* **WHAT YOU ARE ASKED TO DO**
Copy every one of the entries below word for word, leaving out the pictures.

* **DATA EXCERPTS**
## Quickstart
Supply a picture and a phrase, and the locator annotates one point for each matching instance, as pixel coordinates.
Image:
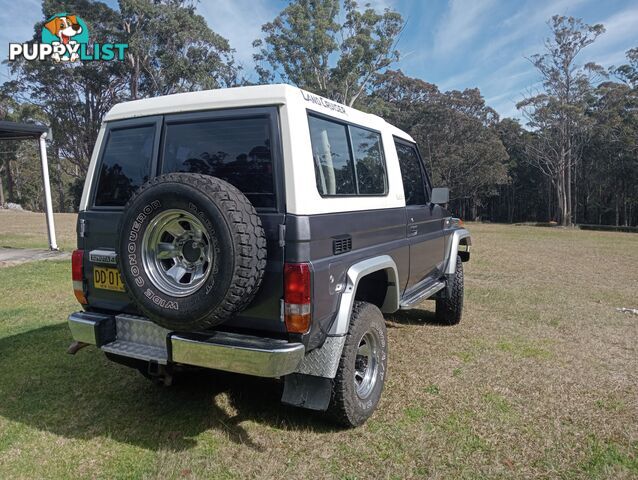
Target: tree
(526, 196)
(557, 114)
(172, 49)
(610, 190)
(308, 46)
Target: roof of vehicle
(251, 96)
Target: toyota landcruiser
(262, 230)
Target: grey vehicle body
(394, 254)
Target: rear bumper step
(137, 337)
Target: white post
(53, 245)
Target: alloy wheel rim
(177, 253)
(366, 366)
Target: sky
(455, 44)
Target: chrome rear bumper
(137, 337)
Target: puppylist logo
(66, 38)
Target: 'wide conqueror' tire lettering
(238, 247)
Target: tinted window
(126, 163)
(333, 164)
(369, 164)
(235, 150)
(344, 169)
(412, 175)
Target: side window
(413, 184)
(333, 163)
(348, 160)
(236, 150)
(126, 163)
(369, 164)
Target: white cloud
(462, 22)
(620, 36)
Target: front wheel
(357, 387)
(450, 308)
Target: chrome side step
(417, 297)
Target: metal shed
(26, 131)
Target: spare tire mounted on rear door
(192, 250)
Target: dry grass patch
(540, 380)
(29, 229)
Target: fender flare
(355, 273)
(458, 237)
(324, 361)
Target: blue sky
(454, 43)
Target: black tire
(347, 406)
(450, 309)
(234, 238)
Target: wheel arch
(460, 244)
(356, 276)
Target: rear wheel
(358, 385)
(450, 308)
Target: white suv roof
(252, 96)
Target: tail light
(77, 275)
(297, 297)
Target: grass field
(540, 379)
(29, 229)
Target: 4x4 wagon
(261, 230)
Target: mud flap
(307, 391)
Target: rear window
(126, 163)
(235, 150)
(348, 159)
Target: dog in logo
(65, 28)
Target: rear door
(128, 155)
(424, 219)
(241, 146)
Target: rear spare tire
(192, 250)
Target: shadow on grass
(86, 396)
(413, 316)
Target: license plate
(107, 279)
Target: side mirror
(440, 196)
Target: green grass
(538, 381)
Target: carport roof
(20, 131)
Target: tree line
(573, 158)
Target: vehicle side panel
(311, 239)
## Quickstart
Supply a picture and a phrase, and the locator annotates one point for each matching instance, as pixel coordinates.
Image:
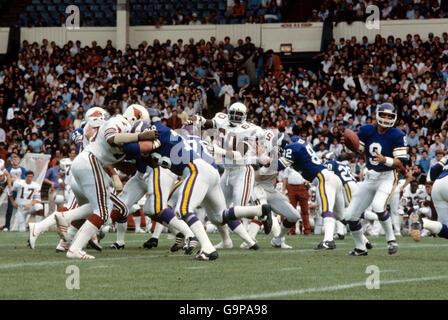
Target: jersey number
(373, 148)
(314, 158)
(29, 196)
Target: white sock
(329, 226)
(71, 232)
(275, 230)
(358, 236)
(137, 221)
(87, 231)
(433, 226)
(224, 232)
(340, 228)
(182, 227)
(201, 235)
(253, 229)
(243, 234)
(387, 226)
(248, 211)
(283, 231)
(121, 232)
(317, 227)
(364, 238)
(82, 212)
(396, 222)
(157, 231)
(369, 215)
(45, 224)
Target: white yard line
(223, 252)
(327, 289)
(290, 269)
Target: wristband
(156, 144)
(389, 162)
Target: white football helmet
(136, 112)
(386, 109)
(59, 199)
(95, 117)
(237, 113)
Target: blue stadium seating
(103, 12)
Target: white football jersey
(66, 165)
(232, 137)
(25, 192)
(99, 146)
(267, 176)
(414, 198)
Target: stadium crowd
(47, 90)
(355, 10)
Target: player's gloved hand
(118, 185)
(148, 135)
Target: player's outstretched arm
(201, 121)
(121, 139)
(388, 161)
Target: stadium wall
(4, 36)
(397, 28)
(304, 37)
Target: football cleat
(255, 247)
(32, 235)
(79, 254)
(244, 245)
(339, 236)
(266, 218)
(152, 243)
(202, 256)
(178, 244)
(416, 227)
(224, 245)
(357, 252)
(94, 244)
(326, 245)
(62, 225)
(280, 243)
(392, 246)
(62, 246)
(190, 244)
(139, 230)
(100, 235)
(115, 246)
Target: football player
(301, 157)
(350, 188)
(93, 119)
(385, 149)
(189, 159)
(89, 173)
(265, 192)
(439, 174)
(234, 149)
(157, 182)
(27, 200)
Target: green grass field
(417, 271)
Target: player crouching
(385, 149)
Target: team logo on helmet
(96, 114)
(138, 114)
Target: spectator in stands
(53, 178)
(238, 10)
(16, 172)
(194, 20)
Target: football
(351, 140)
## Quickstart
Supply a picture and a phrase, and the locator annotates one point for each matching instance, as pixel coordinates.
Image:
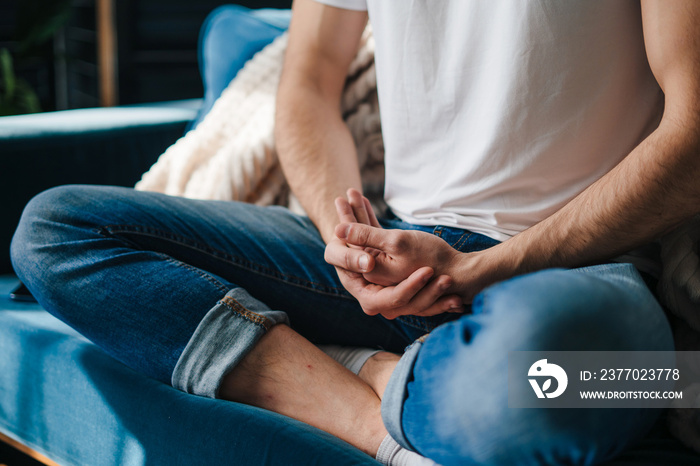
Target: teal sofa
(62, 396)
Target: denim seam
(462, 240)
(197, 271)
(251, 316)
(414, 322)
(236, 261)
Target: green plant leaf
(7, 73)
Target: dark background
(156, 41)
(157, 61)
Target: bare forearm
(317, 153)
(649, 193)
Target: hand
(395, 254)
(414, 293)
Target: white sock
(351, 358)
(391, 453)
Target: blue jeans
(180, 290)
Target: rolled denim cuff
(396, 392)
(222, 339)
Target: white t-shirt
(496, 113)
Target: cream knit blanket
(231, 156)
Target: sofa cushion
(63, 397)
(230, 36)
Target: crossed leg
(143, 275)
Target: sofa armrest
(111, 146)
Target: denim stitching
(462, 240)
(415, 322)
(239, 262)
(255, 318)
(197, 271)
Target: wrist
(474, 271)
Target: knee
(566, 310)
(42, 225)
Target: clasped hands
(393, 272)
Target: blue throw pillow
(230, 36)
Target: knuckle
(397, 302)
(399, 242)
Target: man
(520, 137)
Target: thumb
(358, 234)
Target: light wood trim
(107, 53)
(27, 451)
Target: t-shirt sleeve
(358, 5)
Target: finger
(370, 211)
(366, 236)
(344, 209)
(357, 203)
(391, 300)
(351, 259)
(430, 300)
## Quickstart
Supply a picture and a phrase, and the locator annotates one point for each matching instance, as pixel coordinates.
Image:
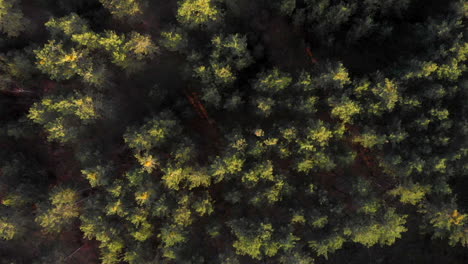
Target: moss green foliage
(233, 131)
(12, 20)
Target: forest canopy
(233, 131)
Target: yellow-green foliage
(8, 229)
(63, 210)
(56, 114)
(193, 13)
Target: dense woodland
(233, 131)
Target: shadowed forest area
(233, 131)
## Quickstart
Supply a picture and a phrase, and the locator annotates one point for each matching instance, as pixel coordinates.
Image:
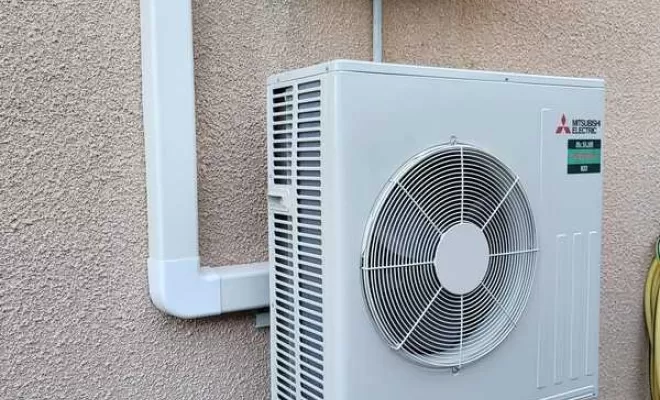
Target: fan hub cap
(461, 258)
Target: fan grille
(435, 191)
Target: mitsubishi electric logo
(563, 128)
(578, 126)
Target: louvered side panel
(282, 134)
(310, 262)
(296, 243)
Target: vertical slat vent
(299, 341)
(283, 109)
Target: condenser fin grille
(298, 267)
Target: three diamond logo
(563, 127)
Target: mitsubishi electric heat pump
(434, 234)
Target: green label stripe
(584, 144)
(583, 156)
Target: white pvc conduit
(177, 283)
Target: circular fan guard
(436, 190)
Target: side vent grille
(298, 323)
(283, 103)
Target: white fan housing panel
(434, 233)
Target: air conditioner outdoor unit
(434, 234)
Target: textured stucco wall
(75, 319)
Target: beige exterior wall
(75, 318)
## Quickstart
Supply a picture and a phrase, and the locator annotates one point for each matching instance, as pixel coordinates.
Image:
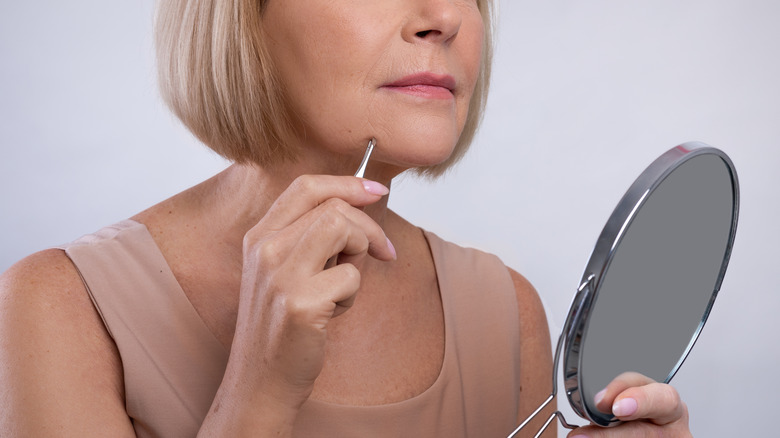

* **SOLUTION FOR THIS PROBLEM**
## Quickstart
Supply a picture and a phrase, and the locator annotates one point for each matching instance, as pixel coordinates.
Image:
Target: tree
(526, 196)
(557, 114)
(172, 49)
(610, 190)
(308, 46)
Target: roof of vehicle
(251, 96)
Target: toyota landcruiser
(262, 230)
Target: grey vehicle body
(394, 254)
Target: rear bumper step
(137, 337)
Target: white post
(53, 245)
Target: alloy wheel rim
(177, 253)
(366, 366)
Target: sky
(455, 44)
Target: chrome rear bumper
(137, 337)
Target: puppylist logo
(66, 38)
Target: 'wide conqueror' tire lettering
(238, 247)
Target: tinted window
(126, 163)
(333, 164)
(369, 164)
(235, 150)
(344, 169)
(412, 175)
Target: side window
(413, 184)
(333, 163)
(348, 160)
(236, 150)
(126, 163)
(369, 164)
Target: white cloud
(462, 22)
(620, 36)
Target: front wheel
(357, 387)
(450, 308)
Target: chrome side step
(417, 297)
Target: metal shed
(26, 131)
Target: spare tire mounted on rear door
(192, 250)
Target: dry grass patch
(540, 380)
(29, 229)
Target: fender flare
(355, 273)
(458, 237)
(324, 361)
Target: blue sky
(454, 43)
Target: black tire
(347, 406)
(450, 309)
(234, 238)
Target: wheel arch
(460, 244)
(356, 276)
Target: rear wheel
(358, 385)
(450, 308)
Target: white suv roof
(252, 96)
Target: tail light
(77, 275)
(297, 297)
Target: grass field
(540, 379)
(29, 229)
Target: 4x4 wagon
(261, 230)
Target: mud flap
(307, 391)
Target: rear window
(126, 163)
(235, 150)
(348, 159)
Target: dog in logo
(65, 28)
Target: rear door
(128, 155)
(424, 219)
(241, 146)
Target: rear spare tire
(192, 250)
Target: shadow on grass
(86, 396)
(413, 316)
Target: license plate
(107, 279)
Target: side mirror
(440, 196)
Target: green grass
(538, 381)
Target: carport roof
(20, 131)
Target: tree line
(573, 158)
Target: vehicle side panel
(311, 239)
## Quickstart
Supply a picture and a phrase, and the locator annotates one point for each matching instance, as pixel coordinates.
Image:
Target: jersey number
(373, 148)
(314, 158)
(29, 196)
Target: white sock
(329, 226)
(71, 232)
(275, 230)
(358, 236)
(137, 221)
(87, 231)
(433, 226)
(224, 232)
(340, 228)
(182, 227)
(201, 235)
(253, 229)
(243, 234)
(387, 226)
(248, 211)
(283, 231)
(121, 232)
(317, 227)
(364, 238)
(82, 212)
(396, 222)
(157, 231)
(369, 215)
(45, 224)
Target: white yard line
(223, 252)
(327, 289)
(290, 269)
Target: wristband
(156, 144)
(389, 162)
Target: white football helmet
(136, 112)
(386, 109)
(59, 199)
(95, 117)
(237, 113)
Target: blue stadium seating
(103, 12)
Target: white football jersey
(66, 165)
(232, 137)
(25, 192)
(99, 146)
(267, 176)
(414, 198)
Target: stadium crowd
(47, 90)
(355, 10)
Target: player's gloved hand
(118, 185)
(148, 135)
Target: player's outstretched arm
(201, 121)
(121, 139)
(388, 161)
Target: stadium wall
(4, 36)
(397, 28)
(304, 37)
Target: football cleat
(255, 247)
(32, 235)
(79, 254)
(244, 245)
(339, 236)
(266, 218)
(152, 243)
(202, 256)
(178, 244)
(416, 227)
(224, 245)
(357, 252)
(94, 244)
(326, 245)
(62, 225)
(280, 243)
(392, 246)
(62, 246)
(190, 244)
(139, 230)
(100, 235)
(115, 246)
Target: football player
(301, 157)
(350, 188)
(93, 119)
(385, 149)
(189, 159)
(89, 173)
(265, 192)
(439, 174)
(234, 149)
(157, 182)
(27, 200)
Target: green grass field
(417, 271)
Target: player crouching
(385, 149)
Target: team logo on helmet
(96, 114)
(138, 114)
Target: spectator in stands
(53, 178)
(238, 10)
(16, 172)
(194, 20)
Target: football
(351, 140)
## Quickstart
Supply a picture and a phrase, and the locator annotates one point for each matching instance, as pixel coordinates.
Image:
Target: teal sofa
(62, 396)
Target: denim seam
(462, 240)
(197, 271)
(251, 316)
(414, 322)
(236, 261)
Target: green plant leaf
(7, 73)
Target: dark background
(156, 41)
(157, 61)
Target: bare forearm
(317, 153)
(649, 193)
Target: hand
(395, 254)
(414, 293)
Target: white sock
(351, 358)
(391, 453)
Target: blue jeans
(180, 290)
Target: rolled denim cuff
(396, 392)
(222, 339)
Target: white t-shirt
(496, 113)
Target: cream knit blanket
(231, 156)
Target: sofa cushion
(63, 397)
(230, 36)
Target: crossed leg
(143, 275)
Target: sofa armrest
(111, 146)
Target: denim stitching
(462, 240)
(415, 322)
(239, 262)
(255, 318)
(197, 271)
Target: wrist
(474, 271)
Target: knee
(566, 310)
(42, 225)
Target: clasped hands
(393, 272)
Target: blue throw pillow
(230, 36)
Target: knuckle
(397, 302)
(399, 242)
Target: man
(520, 137)
Target: thumb
(358, 234)
Target: light wood trim
(107, 53)
(27, 451)
Target: t-shirt sleeve
(358, 5)
Target: finger
(370, 211)
(366, 236)
(344, 209)
(357, 203)
(391, 300)
(351, 259)
(430, 300)
## Quickstart
Supply a picture and a phrase, and the locator annotates one point for each matching instance, as pixel coordinates.
Image:
Target: moss green foliage
(233, 131)
(12, 20)
Target: forest canopy
(233, 131)
Target: yellow-green foliage
(8, 229)
(63, 210)
(56, 114)
(193, 13)
Target: dense woodland
(233, 131)
Target: shadowed forest area
(233, 131)
## Quickstart
Supply a picture and a phrase, and the locator annotates one point for each matching instance, as pixel coordinates.
Image:
Target: fan hub cap
(461, 258)
Target: fan grille
(435, 191)
Target: mitsubishi electric logo
(563, 128)
(578, 126)
Target: louvered side panel
(282, 134)
(310, 262)
(296, 243)
Target: vertical slat vent
(299, 341)
(283, 109)
Target: condenser fin grille
(298, 267)
Target: three diamond logo
(563, 127)
Target: mitsubishi electric heat pump
(434, 234)
Target: green label stripe
(584, 144)
(583, 156)
Target: white pvc conduit
(177, 283)
Target: circular fan guard
(436, 190)
Target: side vent grille
(298, 323)
(283, 103)
Target: white fan housing panel
(434, 233)
Target: air conditioner outdoor unit
(434, 234)
Target: textured stucco wall
(75, 319)
Target: beige exterior wall
(75, 318)
## Quickstart
Supply a picture and a phrase, and the locator annotates one point for each matching instance, as pixel coordinates.
Image:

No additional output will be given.